AVAILABLE DATA:

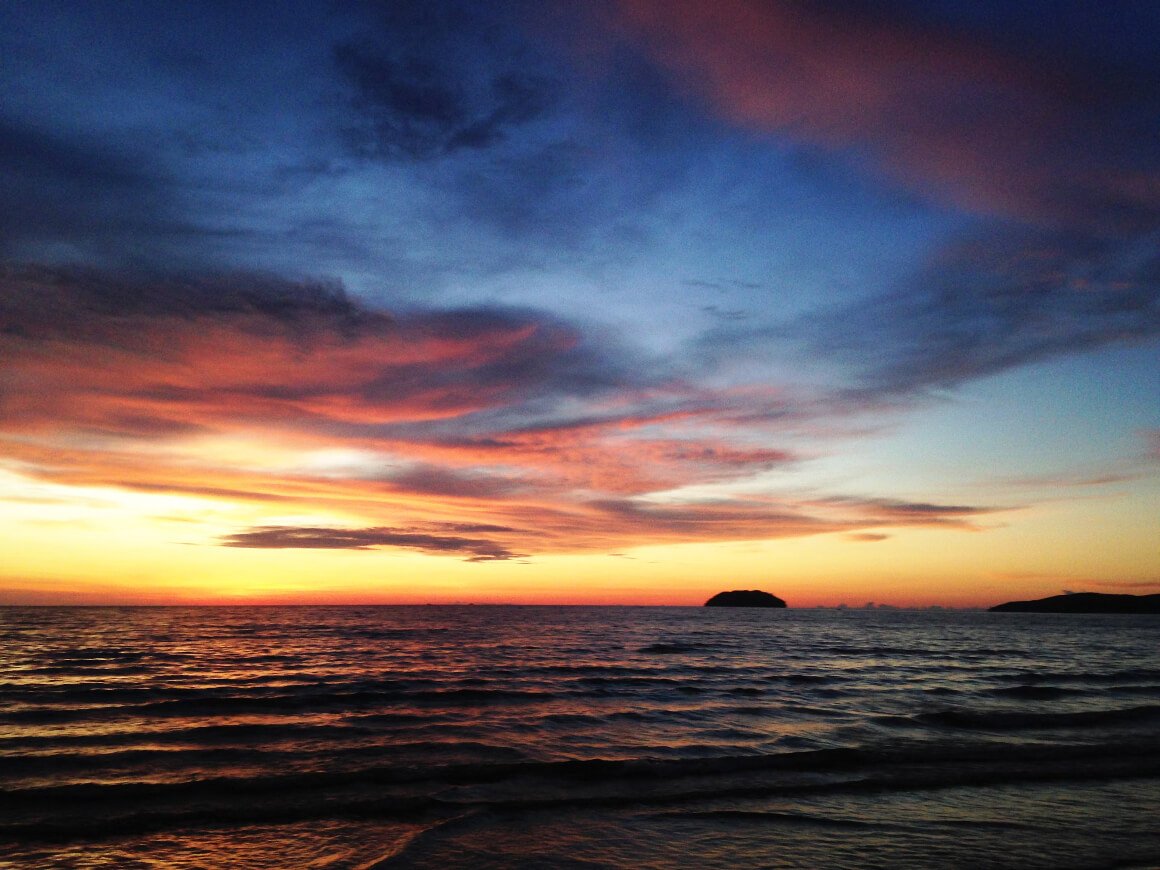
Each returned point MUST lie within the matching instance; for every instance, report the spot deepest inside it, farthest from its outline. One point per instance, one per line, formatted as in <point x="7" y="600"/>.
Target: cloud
<point x="417" y="108"/>
<point x="867" y="537"/>
<point x="483" y="432"/>
<point x="1061" y="159"/>
<point x="942" y="109"/>
<point x="994" y="303"/>
<point x="281" y="537"/>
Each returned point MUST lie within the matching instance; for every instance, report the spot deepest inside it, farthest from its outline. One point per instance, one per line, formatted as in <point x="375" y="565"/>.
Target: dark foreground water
<point x="443" y="737"/>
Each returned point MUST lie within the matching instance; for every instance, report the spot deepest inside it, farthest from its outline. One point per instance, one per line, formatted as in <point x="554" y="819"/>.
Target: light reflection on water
<point x="180" y="736"/>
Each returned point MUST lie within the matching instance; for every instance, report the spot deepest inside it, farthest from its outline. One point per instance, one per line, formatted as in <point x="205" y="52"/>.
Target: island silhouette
<point x="1084" y="602"/>
<point x="745" y="597"/>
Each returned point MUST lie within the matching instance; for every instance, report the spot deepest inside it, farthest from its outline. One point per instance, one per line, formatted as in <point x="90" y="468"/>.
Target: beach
<point x="577" y="737"/>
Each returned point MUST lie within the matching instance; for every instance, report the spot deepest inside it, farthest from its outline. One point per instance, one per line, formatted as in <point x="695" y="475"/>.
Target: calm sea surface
<point x="505" y="737"/>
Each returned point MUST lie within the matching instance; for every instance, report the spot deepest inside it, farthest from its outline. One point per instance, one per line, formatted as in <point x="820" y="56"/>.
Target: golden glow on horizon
<point x="158" y="548"/>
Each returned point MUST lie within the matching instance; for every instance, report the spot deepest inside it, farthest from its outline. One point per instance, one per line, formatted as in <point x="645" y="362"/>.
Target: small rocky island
<point x="745" y="597"/>
<point x="1084" y="602"/>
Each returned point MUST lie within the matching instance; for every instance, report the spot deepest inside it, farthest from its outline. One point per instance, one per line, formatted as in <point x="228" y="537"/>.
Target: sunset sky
<point x="611" y="302"/>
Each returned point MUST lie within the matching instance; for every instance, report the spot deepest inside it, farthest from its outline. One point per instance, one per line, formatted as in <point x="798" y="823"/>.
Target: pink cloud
<point x="940" y="111"/>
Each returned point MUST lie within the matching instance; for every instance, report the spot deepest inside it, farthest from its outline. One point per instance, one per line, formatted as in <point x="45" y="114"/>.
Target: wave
<point x="449" y="790"/>
<point x="1026" y="720"/>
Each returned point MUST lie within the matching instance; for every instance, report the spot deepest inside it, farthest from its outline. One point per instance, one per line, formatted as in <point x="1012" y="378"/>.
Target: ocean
<point x="577" y="737"/>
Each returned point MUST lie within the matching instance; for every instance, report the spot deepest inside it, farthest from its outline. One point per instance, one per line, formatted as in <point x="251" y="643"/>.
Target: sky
<point x="609" y="302"/>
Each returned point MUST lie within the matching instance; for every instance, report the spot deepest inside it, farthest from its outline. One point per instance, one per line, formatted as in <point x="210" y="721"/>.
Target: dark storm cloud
<point x="307" y="537"/>
<point x="428" y="81"/>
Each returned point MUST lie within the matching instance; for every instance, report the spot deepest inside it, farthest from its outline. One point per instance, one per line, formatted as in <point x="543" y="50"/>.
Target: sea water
<point x="573" y="737"/>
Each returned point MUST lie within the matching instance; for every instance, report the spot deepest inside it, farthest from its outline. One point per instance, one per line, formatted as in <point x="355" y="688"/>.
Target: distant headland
<point x="745" y="597"/>
<point x="1084" y="602"/>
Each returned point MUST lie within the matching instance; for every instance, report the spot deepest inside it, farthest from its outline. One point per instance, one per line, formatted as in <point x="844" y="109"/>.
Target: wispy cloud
<point x="281" y="537"/>
<point x="488" y="433"/>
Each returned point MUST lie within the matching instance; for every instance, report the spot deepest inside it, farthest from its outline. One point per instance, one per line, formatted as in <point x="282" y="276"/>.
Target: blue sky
<point x="889" y="255"/>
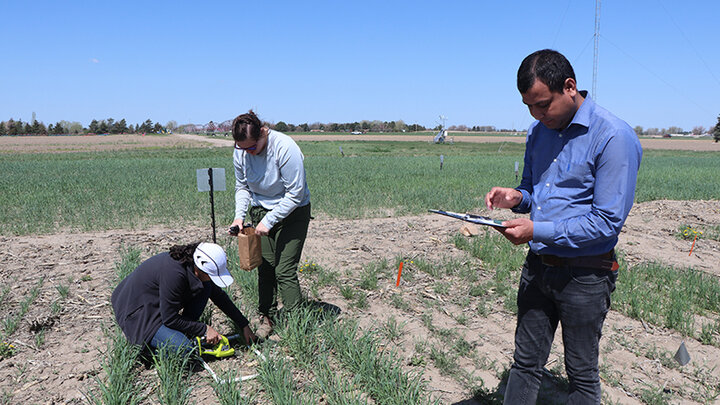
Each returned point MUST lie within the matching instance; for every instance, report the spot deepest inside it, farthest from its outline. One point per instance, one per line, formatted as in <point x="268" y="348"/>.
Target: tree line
<point x="106" y="126"/>
<point x="111" y="126"/>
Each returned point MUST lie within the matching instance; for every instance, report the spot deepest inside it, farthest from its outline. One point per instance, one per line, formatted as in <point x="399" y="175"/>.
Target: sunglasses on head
<point x="248" y="148"/>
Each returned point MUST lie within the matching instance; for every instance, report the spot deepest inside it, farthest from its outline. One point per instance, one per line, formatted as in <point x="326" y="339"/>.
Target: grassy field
<point x="339" y="361"/>
<point x="130" y="189"/>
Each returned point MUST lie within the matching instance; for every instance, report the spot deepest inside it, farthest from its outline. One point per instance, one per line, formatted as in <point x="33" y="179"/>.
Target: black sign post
<point x="206" y="179"/>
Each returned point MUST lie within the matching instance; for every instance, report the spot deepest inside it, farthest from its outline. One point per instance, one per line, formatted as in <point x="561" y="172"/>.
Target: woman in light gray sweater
<point x="270" y="180"/>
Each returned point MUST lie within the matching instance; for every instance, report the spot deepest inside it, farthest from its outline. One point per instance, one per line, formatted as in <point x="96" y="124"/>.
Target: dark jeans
<point x="578" y="298"/>
<point x="282" y="249"/>
<point x="175" y="339"/>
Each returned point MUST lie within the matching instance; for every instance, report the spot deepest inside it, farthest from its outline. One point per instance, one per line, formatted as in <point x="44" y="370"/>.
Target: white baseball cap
<point x="211" y="259"/>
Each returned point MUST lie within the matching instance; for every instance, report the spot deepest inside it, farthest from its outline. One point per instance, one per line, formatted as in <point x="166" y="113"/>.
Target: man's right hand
<point x="502" y="197"/>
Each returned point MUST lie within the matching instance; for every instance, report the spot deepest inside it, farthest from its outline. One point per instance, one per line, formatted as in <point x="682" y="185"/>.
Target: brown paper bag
<point x="250" y="249"/>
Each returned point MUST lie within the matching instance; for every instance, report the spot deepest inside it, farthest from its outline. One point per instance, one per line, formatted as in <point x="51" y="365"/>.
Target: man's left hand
<point x="517" y="231"/>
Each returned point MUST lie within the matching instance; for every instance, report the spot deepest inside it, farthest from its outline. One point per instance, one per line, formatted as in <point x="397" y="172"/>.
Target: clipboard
<point x="475" y="219"/>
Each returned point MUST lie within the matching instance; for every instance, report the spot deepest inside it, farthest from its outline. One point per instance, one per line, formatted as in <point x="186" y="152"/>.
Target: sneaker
<point x="264" y="329"/>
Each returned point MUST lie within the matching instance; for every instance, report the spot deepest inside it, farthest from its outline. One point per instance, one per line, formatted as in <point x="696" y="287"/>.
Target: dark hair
<point x="184" y="253"/>
<point x="548" y="66"/>
<point x="246" y="126"/>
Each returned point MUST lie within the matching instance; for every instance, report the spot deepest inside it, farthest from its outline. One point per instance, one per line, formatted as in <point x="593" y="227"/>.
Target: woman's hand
<point x="261" y="230"/>
<point x="211" y="336"/>
<point x="237" y="222"/>
<point x="249" y="335"/>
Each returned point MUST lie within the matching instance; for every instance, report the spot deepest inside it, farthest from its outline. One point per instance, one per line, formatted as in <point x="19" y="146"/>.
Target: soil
<point x="60" y="364"/>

THE PROBLEM:
Locate every line in the records that contains the word "water", and copy each one out.

TASK OUTPUT:
Target: dark foreground water
Target: light reflection on water
Target: sea water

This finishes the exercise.